§ Your instructions: Extract exactly and only the lines of the data below, starting at the line with "Task: indicate the grassy ground" and stopping after the final line.

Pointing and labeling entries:
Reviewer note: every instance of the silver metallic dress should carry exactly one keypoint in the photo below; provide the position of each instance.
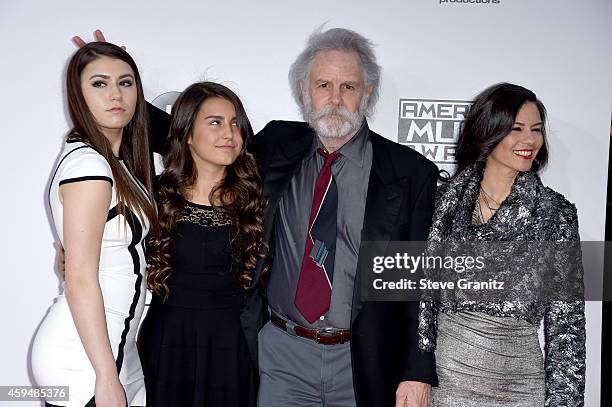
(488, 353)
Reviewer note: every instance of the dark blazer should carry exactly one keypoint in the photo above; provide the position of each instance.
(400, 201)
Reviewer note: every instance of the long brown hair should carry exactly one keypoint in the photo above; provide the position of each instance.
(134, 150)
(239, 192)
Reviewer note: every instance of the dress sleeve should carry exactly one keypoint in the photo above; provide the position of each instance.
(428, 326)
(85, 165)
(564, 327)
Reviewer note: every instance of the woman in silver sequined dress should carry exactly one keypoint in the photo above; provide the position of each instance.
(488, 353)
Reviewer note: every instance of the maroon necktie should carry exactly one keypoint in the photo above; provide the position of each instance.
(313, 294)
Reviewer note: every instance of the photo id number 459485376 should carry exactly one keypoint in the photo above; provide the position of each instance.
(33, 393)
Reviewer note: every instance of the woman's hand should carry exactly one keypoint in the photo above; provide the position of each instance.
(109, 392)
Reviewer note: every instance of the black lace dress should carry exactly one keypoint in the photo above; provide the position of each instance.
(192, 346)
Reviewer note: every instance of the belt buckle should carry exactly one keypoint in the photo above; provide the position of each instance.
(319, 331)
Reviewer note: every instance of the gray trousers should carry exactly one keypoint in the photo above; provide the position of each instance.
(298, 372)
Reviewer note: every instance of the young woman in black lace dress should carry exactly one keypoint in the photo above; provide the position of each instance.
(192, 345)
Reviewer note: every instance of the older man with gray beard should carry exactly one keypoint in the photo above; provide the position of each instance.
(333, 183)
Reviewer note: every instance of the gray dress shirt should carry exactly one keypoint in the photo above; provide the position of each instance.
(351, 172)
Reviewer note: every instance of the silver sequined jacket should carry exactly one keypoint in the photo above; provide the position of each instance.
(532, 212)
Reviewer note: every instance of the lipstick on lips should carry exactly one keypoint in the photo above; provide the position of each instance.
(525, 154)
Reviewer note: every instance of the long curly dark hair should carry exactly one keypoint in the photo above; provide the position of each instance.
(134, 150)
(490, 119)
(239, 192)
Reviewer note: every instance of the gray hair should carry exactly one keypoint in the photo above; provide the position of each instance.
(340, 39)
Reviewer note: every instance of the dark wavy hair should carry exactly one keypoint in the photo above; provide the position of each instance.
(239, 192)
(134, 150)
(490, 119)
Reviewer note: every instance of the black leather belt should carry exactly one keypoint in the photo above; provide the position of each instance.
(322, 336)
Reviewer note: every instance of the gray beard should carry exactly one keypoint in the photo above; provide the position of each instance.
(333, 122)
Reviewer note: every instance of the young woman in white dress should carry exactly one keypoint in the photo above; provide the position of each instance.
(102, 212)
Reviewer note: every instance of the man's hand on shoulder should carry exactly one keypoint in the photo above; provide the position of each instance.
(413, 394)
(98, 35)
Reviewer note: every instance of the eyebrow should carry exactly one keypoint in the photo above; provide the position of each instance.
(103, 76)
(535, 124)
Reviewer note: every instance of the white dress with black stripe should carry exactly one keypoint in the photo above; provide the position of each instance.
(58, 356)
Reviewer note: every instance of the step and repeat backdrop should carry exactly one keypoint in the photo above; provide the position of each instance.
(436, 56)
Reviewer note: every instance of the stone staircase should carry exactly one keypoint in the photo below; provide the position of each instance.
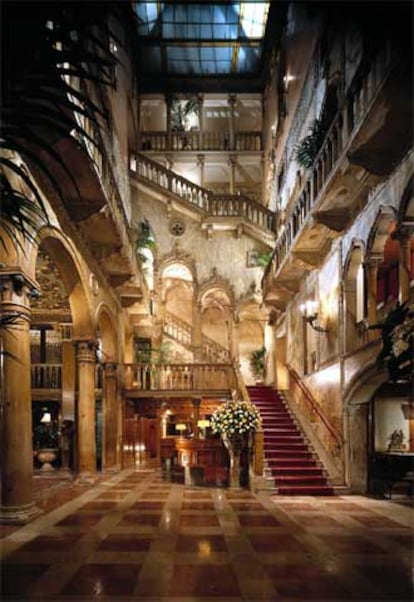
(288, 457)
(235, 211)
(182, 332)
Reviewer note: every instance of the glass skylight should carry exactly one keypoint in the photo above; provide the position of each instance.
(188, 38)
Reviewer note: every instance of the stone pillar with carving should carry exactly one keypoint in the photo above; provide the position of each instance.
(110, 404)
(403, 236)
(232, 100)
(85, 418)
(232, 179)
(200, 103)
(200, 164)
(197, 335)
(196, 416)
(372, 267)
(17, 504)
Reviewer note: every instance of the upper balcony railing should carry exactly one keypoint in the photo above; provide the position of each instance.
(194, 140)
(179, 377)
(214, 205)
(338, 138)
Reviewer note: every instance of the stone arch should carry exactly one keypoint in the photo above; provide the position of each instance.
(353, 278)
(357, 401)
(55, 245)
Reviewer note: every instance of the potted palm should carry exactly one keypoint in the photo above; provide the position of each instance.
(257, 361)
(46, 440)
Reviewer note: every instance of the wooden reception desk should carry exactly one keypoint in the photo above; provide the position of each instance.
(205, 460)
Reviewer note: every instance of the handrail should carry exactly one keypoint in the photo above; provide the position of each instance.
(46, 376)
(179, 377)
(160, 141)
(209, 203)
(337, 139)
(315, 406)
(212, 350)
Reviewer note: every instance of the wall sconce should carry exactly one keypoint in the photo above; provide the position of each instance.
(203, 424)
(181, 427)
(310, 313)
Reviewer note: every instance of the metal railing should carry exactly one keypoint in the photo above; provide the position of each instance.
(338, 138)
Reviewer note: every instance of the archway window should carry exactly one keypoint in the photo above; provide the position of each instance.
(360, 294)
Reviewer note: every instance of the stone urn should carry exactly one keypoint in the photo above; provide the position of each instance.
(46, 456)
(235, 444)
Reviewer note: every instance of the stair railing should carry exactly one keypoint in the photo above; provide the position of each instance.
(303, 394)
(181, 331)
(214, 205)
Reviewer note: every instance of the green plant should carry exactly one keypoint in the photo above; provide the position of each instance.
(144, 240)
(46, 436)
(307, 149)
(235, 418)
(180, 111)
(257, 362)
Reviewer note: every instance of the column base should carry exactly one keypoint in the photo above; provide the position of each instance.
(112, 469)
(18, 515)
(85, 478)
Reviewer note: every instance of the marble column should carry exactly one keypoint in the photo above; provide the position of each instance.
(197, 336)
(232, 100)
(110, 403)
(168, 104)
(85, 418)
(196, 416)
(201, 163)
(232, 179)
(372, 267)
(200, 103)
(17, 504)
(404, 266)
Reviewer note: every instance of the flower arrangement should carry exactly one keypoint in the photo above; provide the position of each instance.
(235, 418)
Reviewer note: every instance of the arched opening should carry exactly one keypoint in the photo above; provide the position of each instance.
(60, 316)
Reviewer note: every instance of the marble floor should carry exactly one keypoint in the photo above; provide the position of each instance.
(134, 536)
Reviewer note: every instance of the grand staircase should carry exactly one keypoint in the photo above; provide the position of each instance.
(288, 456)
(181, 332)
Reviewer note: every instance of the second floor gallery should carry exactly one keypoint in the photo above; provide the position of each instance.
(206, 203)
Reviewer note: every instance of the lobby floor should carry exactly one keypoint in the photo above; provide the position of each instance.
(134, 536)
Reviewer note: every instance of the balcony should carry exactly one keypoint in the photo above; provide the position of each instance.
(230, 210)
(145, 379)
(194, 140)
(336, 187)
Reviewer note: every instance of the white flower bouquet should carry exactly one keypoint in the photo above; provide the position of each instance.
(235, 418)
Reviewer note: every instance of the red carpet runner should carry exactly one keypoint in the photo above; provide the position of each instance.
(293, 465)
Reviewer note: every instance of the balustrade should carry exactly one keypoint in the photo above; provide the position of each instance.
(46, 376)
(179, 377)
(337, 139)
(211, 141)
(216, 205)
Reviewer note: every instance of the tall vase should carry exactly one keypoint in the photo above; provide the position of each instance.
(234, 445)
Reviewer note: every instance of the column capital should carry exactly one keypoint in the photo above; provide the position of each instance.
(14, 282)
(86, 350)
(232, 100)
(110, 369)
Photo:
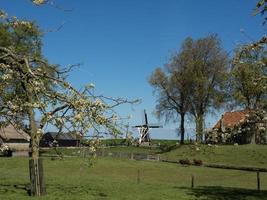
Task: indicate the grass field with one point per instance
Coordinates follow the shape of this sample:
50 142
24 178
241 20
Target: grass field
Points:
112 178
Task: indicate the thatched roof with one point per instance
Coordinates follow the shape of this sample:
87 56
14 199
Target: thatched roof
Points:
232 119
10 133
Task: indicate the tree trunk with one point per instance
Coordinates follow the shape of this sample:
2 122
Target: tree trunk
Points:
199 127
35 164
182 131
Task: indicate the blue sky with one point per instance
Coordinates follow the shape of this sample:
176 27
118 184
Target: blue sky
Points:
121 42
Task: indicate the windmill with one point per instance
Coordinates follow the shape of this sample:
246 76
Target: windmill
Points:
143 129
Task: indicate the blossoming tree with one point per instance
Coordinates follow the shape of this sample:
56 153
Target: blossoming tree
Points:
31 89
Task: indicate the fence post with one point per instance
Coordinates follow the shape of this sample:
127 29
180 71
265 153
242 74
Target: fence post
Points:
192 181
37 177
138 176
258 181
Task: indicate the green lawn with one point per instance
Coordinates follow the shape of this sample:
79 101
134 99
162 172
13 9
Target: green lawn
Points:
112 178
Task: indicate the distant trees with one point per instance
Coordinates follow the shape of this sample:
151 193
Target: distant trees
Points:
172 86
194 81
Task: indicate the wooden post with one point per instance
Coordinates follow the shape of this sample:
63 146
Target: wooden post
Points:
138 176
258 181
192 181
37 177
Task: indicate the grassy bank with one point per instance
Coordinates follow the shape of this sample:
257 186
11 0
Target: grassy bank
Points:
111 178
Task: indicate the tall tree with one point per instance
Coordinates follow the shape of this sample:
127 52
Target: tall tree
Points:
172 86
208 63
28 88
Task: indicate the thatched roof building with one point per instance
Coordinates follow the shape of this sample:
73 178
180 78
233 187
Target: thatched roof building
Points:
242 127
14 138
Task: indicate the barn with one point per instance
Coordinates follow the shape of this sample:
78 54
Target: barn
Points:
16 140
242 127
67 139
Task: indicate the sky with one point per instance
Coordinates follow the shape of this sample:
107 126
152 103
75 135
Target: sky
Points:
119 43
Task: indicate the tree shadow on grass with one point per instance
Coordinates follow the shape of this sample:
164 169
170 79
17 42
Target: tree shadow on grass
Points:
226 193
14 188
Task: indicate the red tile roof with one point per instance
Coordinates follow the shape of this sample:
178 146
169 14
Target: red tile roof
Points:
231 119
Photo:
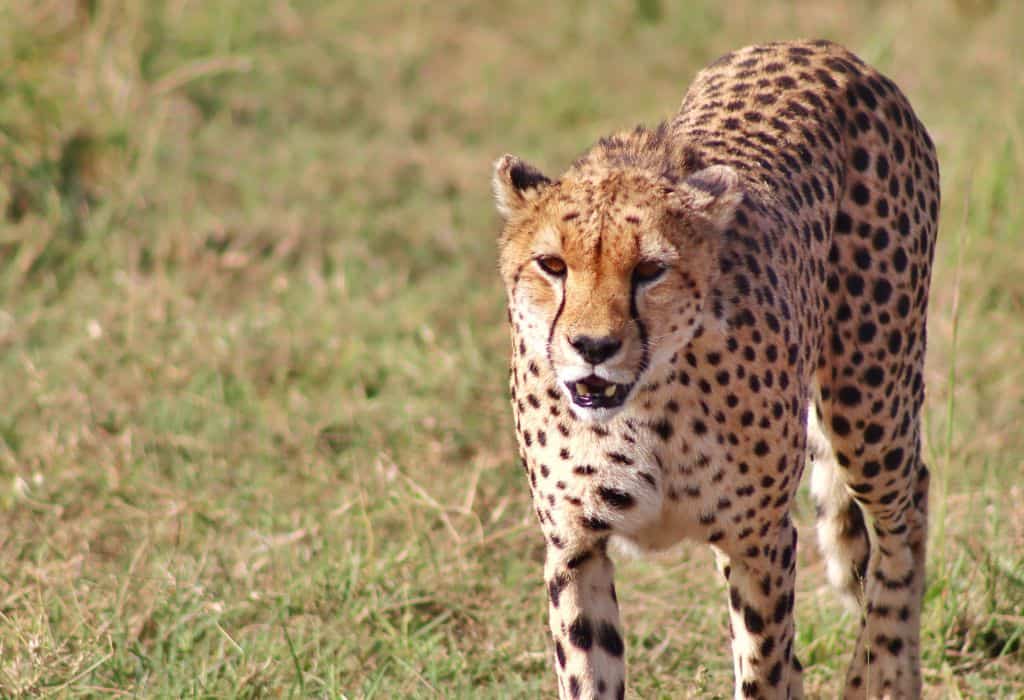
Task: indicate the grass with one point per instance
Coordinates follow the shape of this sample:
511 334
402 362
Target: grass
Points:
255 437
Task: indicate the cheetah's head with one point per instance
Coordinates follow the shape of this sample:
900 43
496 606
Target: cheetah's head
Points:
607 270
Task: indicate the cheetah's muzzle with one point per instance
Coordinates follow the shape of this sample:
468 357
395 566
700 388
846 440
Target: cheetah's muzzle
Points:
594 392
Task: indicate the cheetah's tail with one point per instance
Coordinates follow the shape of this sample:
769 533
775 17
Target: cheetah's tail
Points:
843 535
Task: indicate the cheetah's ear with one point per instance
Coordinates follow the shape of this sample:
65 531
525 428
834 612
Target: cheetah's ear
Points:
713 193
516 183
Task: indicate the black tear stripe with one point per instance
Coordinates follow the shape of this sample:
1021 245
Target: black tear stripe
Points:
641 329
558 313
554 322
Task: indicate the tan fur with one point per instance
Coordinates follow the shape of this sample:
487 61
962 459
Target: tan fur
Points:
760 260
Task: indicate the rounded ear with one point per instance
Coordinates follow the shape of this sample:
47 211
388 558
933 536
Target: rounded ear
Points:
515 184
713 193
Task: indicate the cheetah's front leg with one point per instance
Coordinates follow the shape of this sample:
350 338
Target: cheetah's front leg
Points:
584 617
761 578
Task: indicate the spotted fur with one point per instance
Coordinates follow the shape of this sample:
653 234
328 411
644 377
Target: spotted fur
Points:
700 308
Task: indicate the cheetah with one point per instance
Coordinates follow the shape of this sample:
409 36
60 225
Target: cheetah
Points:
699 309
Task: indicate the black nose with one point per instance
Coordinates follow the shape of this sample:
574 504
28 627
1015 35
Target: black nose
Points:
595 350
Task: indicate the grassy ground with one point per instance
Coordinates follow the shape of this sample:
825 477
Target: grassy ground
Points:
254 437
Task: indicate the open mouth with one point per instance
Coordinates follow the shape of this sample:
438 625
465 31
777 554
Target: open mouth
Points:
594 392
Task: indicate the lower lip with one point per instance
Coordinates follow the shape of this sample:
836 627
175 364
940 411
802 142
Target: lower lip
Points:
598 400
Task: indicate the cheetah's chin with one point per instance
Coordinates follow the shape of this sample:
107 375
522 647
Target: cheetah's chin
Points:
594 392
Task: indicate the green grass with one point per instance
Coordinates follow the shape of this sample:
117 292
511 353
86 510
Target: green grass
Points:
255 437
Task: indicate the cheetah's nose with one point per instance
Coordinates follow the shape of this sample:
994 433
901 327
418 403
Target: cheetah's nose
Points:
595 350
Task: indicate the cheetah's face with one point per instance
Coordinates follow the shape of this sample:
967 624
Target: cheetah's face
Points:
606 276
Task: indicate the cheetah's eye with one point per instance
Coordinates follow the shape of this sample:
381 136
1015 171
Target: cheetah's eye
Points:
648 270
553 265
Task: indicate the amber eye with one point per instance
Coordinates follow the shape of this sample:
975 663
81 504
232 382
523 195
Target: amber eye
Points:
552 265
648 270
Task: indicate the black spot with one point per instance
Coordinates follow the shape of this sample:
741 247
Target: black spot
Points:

§ Exercise output:
Task: indicate the grassy ground with one point per instance
Coordinates follow the shape of this sample:
825 477
Target: grassy ground
Points:
254 437
Task: indicate the open mouth with one point per instance
Coordinates follow the shape of this sample:
438 625
465 31
777 554
Target: open mouth
Points:
594 392
Task: indicate the lower lip with one point per instance
Coordinates follow the shape of this sample:
836 627
175 364
940 411
802 142
Target: lower lip
Points:
598 400
Task: indicate the cheetah's chin with one point per instance
Coordinates follow the shape of this sample:
107 375
522 647
Target: cheetah's chin
Points:
594 392
Task: indicate the green grass with one point per instance
Coordinates follow the shape of this sample:
117 292
511 353
86 510
Target: green grass
Points:
255 437
Task: indicate the cheetah's nose with one point per instance
Coordinates follow the shape of this sample:
994 433
901 327
418 403
Target: cheetah's nose
Points:
595 350
Task: indicate the cheetah's face with one point per instance
Coordinates follow the shape of this sample:
967 624
Target: cheetah's face
Points:
606 276
Task: indicate the cheetah's eye with one point per instance
Coordinates follow the shape of this sample:
381 136
1015 171
Target: cheetah's eye
Points:
648 270
553 265
Task: indicate the amber eye with one point per instance
Coordinates follow the shape of this sample:
975 663
81 504
232 382
523 195
Target: amber eye
Points:
552 265
648 270
Task: indicate the black spot with one point per instance
Coordinates follow the shape of this sample:
741 247
Target: black spot
Points:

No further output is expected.